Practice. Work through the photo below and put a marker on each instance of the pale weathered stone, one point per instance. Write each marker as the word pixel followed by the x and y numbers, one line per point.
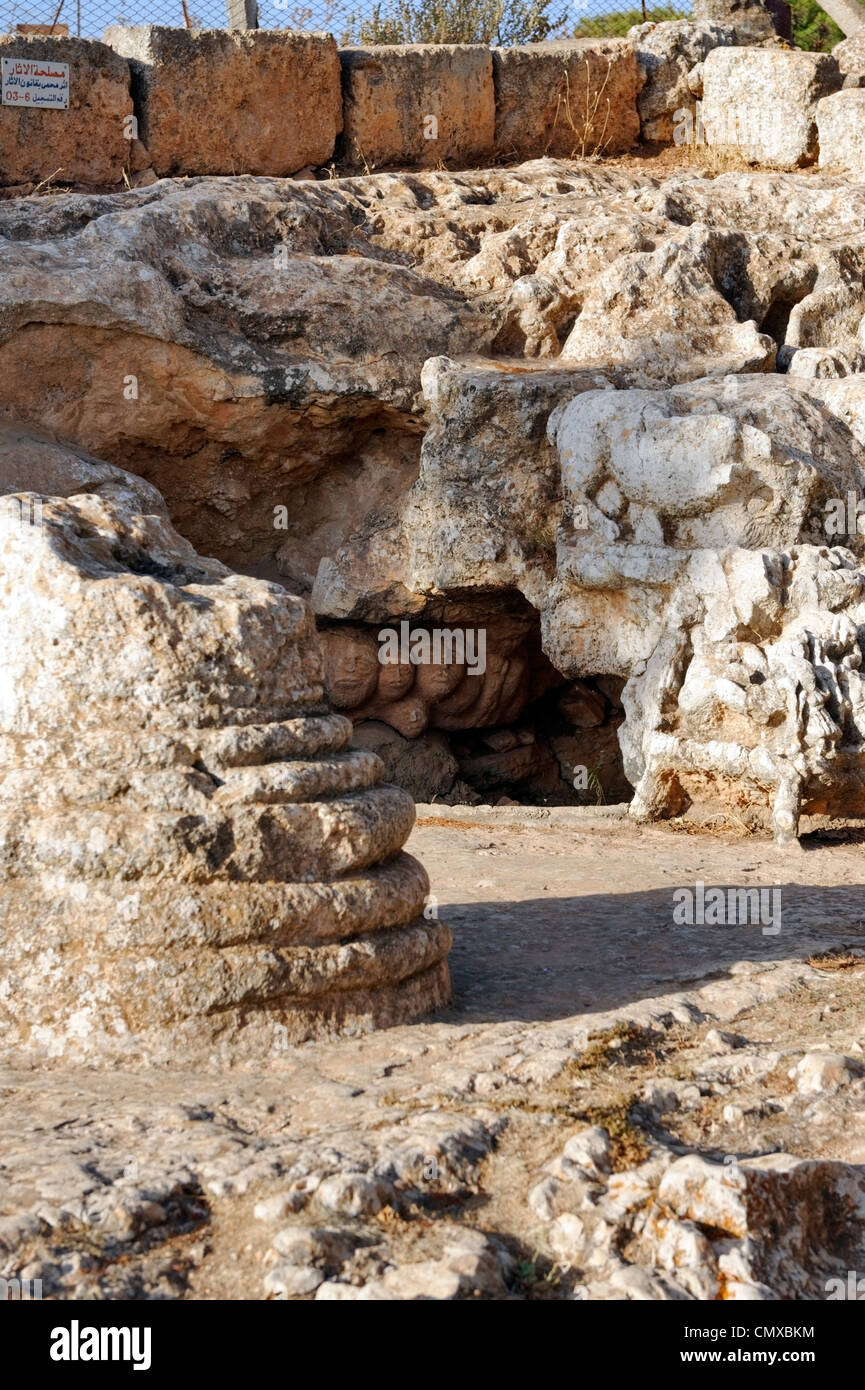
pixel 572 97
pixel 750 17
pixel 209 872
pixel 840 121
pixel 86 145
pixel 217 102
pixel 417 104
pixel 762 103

WORK INSTRUCTIONS: Only the records themselves, retyped exactly, belong in the answer; please leave all images behind.

SOLUTION TO THE EXERCISE:
Practice. Work through the photo below and put a marker on each instance of the pale weathered stone, one point per instance. Write each marker as the word pixel followed by the x and y numbers, one line per point.
pixel 572 97
pixel 750 17
pixel 209 872
pixel 840 121
pixel 86 145
pixel 217 102
pixel 417 104
pixel 762 103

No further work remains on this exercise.